— EXERCISE DIRECTIONS —
Show every line of the data below that contains the word "benchmark". Reproduce each such line unchanged, one per line.

— DATA FOR PROCESSING —
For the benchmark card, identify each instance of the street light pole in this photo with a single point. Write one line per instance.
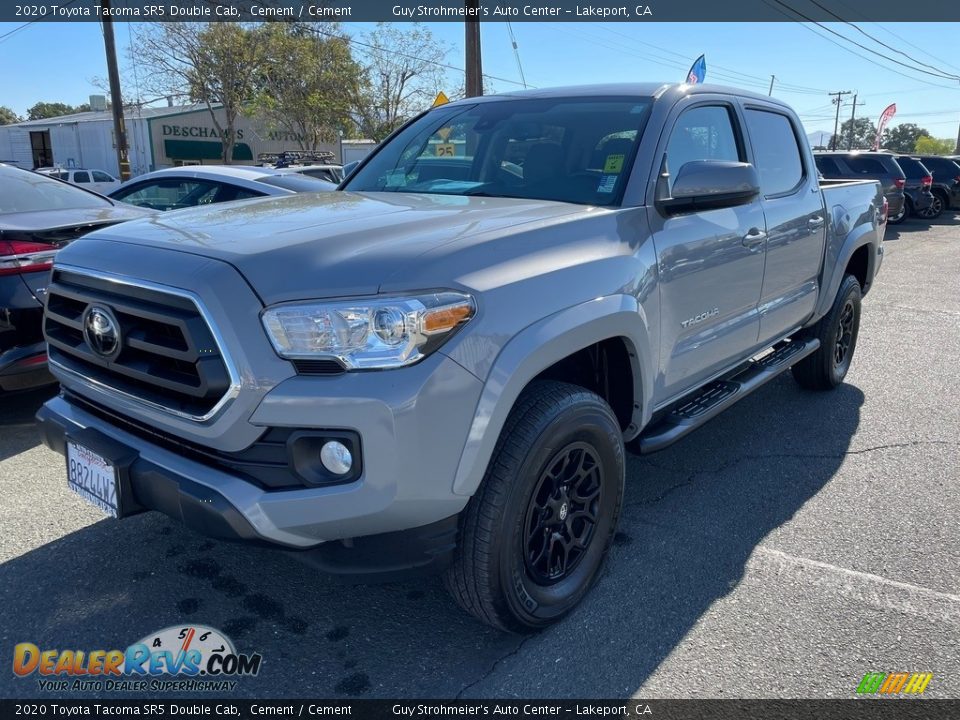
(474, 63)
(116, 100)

* * *

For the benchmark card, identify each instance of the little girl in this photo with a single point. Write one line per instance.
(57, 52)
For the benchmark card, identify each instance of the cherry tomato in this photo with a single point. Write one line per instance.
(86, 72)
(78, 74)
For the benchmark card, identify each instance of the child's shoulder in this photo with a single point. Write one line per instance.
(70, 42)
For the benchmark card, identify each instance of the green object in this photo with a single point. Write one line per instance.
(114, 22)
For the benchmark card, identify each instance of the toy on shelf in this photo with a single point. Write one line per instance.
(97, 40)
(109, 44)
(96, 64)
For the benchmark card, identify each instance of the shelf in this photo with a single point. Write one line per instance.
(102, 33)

— EXPECTED ANSWER —
For the benchmark card, identify each instance of the street light pole in this photo with a single point. Write one line per instance.
For the benchmark card, identify each instance of the little girl in this photo with a single point. Write one line per instance.
For the benchmark card, identify each instance of the cherry tomato in this photo with a single point. Write one line per instance.
For the benchmark card, identify each instance of the child's shoulder in this photo with a single point. Write one line per instance.
For the benchmark card, identify each instance of the green object in this photo with a single point. Write one line per instance.
For the benchmark card, identify each instance of the toy on shelf in this photo with a single point. Write one line per instance.
For the benchmark card, identify each instance of the shelf in this photo with a single point. Write one line per instance.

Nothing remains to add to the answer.